## DO THIS:
Reproduce word for word the part of the listing that opens with the line containing "trace: dark blue cloud" and closes at the end of the listing, including both ends. Leave out the picture.

## Records from an annotation dataset:
******************************
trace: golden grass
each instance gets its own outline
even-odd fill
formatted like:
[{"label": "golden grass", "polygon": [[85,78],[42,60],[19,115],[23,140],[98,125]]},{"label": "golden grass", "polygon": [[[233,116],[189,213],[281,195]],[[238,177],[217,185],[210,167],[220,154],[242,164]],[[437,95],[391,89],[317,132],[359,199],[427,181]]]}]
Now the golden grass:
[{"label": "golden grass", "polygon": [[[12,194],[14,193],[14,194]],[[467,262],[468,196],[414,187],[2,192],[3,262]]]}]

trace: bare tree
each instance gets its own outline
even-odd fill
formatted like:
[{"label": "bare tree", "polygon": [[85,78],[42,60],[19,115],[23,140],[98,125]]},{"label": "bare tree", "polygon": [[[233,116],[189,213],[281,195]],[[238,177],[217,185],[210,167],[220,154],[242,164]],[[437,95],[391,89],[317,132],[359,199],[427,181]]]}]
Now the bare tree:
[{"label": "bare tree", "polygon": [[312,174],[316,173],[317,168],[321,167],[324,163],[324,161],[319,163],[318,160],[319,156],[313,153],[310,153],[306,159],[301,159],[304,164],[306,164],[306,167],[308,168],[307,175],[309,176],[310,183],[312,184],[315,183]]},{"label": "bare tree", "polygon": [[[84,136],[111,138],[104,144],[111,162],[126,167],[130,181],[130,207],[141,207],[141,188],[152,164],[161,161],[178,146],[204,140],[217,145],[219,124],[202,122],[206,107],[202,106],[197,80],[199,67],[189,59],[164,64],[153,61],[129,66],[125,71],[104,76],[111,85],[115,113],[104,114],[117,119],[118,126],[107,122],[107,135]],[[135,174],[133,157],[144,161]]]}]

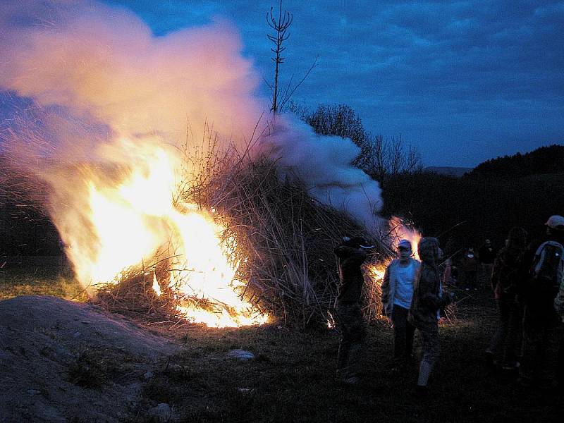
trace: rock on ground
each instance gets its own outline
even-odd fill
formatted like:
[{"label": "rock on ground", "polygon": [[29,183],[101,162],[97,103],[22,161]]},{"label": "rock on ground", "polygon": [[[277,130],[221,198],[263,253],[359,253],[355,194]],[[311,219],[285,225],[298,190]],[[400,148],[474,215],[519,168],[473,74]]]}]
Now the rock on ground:
[{"label": "rock on ground", "polygon": [[178,350],[125,318],[55,297],[0,301],[0,422],[117,422]]}]

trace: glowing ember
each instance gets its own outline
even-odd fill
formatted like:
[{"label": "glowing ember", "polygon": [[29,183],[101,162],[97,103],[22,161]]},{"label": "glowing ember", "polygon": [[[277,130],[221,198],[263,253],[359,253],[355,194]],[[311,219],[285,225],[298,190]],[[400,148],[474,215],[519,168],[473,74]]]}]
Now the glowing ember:
[{"label": "glowing ember", "polygon": [[[390,220],[390,226],[393,228],[392,234],[394,239],[394,250],[398,249],[398,243],[400,240],[406,239],[411,243],[411,250],[413,252],[413,257],[415,259],[419,260],[417,245],[419,245],[419,241],[421,240],[421,233],[404,225],[402,220],[398,217],[392,217]],[[382,276],[384,277],[384,274],[382,274]]]},{"label": "glowing ember", "polygon": [[87,181],[91,239],[85,239],[84,231],[68,229],[79,224],[66,222],[68,230],[61,232],[78,279],[85,286],[118,282],[126,269],[144,267],[166,247],[173,252],[170,269],[165,280],[153,272],[152,289],[159,296],[161,287],[178,290],[187,319],[216,327],[266,321],[241,299],[246,284],[235,278],[238,264],[229,259],[233,251],[221,241],[223,228],[195,204],[173,201],[174,157],[160,147],[144,149],[135,157],[141,163],[121,183]]}]

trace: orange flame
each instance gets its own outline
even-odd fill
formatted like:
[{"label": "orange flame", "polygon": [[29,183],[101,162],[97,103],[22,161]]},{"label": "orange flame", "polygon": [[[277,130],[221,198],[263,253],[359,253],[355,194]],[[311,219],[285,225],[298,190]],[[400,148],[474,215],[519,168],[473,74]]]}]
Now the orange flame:
[{"label": "orange flame", "polygon": [[[121,142],[130,144],[127,140]],[[210,326],[264,323],[267,316],[253,315],[251,305],[241,299],[246,284],[235,277],[238,264],[229,259],[233,251],[221,241],[223,228],[195,204],[173,202],[178,168],[174,155],[150,145],[136,145],[135,149],[139,152],[135,159],[142,158],[142,166],[137,166],[121,183],[87,181],[90,248],[82,247],[84,231],[76,230],[80,225],[62,226],[77,278],[85,286],[118,282],[125,269],[147,263],[168,245],[174,251],[173,269],[167,281],[157,281],[154,274],[152,287],[157,295],[161,286],[176,283],[184,298],[205,299],[214,311],[188,305],[193,301],[180,308],[189,320]],[[234,245],[233,240],[230,244]]]}]

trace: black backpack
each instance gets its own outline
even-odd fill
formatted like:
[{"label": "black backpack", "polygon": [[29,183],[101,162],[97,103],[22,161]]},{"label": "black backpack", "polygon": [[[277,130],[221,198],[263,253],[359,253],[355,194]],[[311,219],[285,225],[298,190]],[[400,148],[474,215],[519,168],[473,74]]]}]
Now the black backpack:
[{"label": "black backpack", "polygon": [[534,288],[556,298],[564,276],[564,247],[556,241],[546,241],[537,250],[531,267]]}]

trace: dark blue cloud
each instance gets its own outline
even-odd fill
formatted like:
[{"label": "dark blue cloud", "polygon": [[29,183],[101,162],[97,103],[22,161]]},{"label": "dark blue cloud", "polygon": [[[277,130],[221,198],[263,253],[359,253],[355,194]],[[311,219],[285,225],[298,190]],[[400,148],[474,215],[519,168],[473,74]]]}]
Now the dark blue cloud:
[{"label": "dark blue cloud", "polygon": [[[265,17],[275,0],[106,2],[131,9],[157,36],[227,18],[271,79]],[[285,0],[283,8],[294,21],[283,84],[319,57],[298,103],[349,104],[369,130],[401,134],[429,165],[474,166],[564,142],[564,1]]]}]

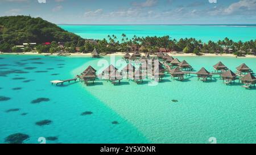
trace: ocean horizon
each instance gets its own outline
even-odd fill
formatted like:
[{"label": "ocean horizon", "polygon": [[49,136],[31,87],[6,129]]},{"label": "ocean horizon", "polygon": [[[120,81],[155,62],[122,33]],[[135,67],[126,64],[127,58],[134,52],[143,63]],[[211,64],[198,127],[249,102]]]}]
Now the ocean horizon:
[{"label": "ocean horizon", "polygon": [[194,37],[207,43],[225,37],[234,41],[256,39],[256,24],[59,24],[85,39],[108,39],[114,35],[121,41],[122,33],[130,39],[138,37],[170,36],[171,39]]}]

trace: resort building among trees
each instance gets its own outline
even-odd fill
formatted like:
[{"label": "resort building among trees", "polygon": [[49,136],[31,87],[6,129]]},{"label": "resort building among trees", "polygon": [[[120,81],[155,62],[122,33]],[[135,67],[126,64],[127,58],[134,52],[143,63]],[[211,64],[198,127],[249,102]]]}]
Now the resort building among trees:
******************************
## RESPONSE TO THE TASK:
trace: dark blue cloud
each instance gets its own outline
even-odd fill
formatted like:
[{"label": "dark blue cloud", "polygon": [[29,183],[101,162],[97,103],[22,161]]},{"label": "dark blue cloud", "polygon": [[[277,130],[221,198],[263,253],[359,253],[355,194]],[[311,219],[285,225],[298,190]],[[400,148],[474,215],[519,168],[473,74]]]}]
Now the dark blue cloud:
[{"label": "dark blue cloud", "polygon": [[[265,17],[275,0],[106,2],[131,9],[157,36],[227,18],[271,79]],[[285,0],[283,8],[294,21],[283,84],[319,57],[298,103],[349,104],[369,130],[401,134],[429,165],[474,166],[564,142],[564,1]]]}]

trace: ocean horizon
each instance gets its own outline
even-odd fill
formatted like:
[{"label": "ocean horizon", "polygon": [[49,136],[31,87],[6,129]]},{"label": "ocean horizon", "polygon": [[[120,81],[155,62],[122,33]],[[135,67],[126,64],[127,58],[134,52],[143,63]],[[211,64],[198,127],[249,102]]]}]
Now the ocean horizon:
[{"label": "ocean horizon", "polygon": [[194,37],[207,43],[225,37],[234,41],[256,39],[256,24],[59,24],[85,39],[108,39],[114,35],[121,41],[122,33],[130,39],[138,37],[170,36],[171,39]]}]

trace: resort building among trees
each instance gets its own outline
even-odd fill
formatted like:
[{"label": "resort building among trees", "polygon": [[49,136],[31,87],[6,129]]},{"label": "resort building among trees", "polygon": [[[120,81],[155,62],[122,33]],[[135,67],[126,64],[127,58],[134,52],[143,63]],[[211,64],[198,127],[249,102]]]}]
Now the resort building among trees:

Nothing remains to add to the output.